* WHAT TO DO:
Turn the lines below into a JSON list of strings, with one string for each line and any blank lines omitted.

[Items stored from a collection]
▼

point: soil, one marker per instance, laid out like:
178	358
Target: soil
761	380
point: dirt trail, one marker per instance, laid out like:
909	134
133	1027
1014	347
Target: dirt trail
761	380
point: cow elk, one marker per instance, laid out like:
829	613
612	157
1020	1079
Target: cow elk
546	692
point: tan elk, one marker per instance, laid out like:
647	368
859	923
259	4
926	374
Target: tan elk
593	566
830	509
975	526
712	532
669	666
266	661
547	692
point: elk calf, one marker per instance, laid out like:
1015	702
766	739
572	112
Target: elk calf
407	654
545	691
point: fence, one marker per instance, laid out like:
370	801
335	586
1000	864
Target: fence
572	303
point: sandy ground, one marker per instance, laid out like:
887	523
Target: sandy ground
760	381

▲

* RESULT OF THE TASK:
[
  "point: soil, one marker per instance, laid out like:",
  "178\t358",
  "Target: soil",
  "761\t380",
  "point: dirt trail, one marker per instance, laid out like:",
  "909\t134",
  "133\t1027",
  "1014\t347",
  "Target: dirt trail",
  "761\t380",
  "point: cow elk, one marker per instance, laid out like:",
  "829\t613",
  "612\t157",
  "1020\t1079",
  "Target: cow elk",
  "546\t692",
  "point: tan elk, one marker per instance, laid out like:",
  "647\t368",
  "859\t923",
  "259\t4",
  "926\t374",
  "Target: tan elk",
  "593\t566",
  "830\t509",
  "975\t526",
  "712\t532",
  "669\t666",
  "266\t661",
  "547\t692",
  "point: elk calf, one marker per instance, laid out like:",
  "1015\t702",
  "766\t739",
  "572\t112",
  "Target: elk calf",
  "407\t654",
  "545\t691",
  "point: fence, one marker per instance, laid out like:",
  "370\t801",
  "335\t586",
  "1000\t864",
  "Target: fence",
  "572\t303",
  "point: sandy ground, one marker per instance, laid out like:",
  "887\t523",
  "Target: sandy ground",
  "760\t381"
]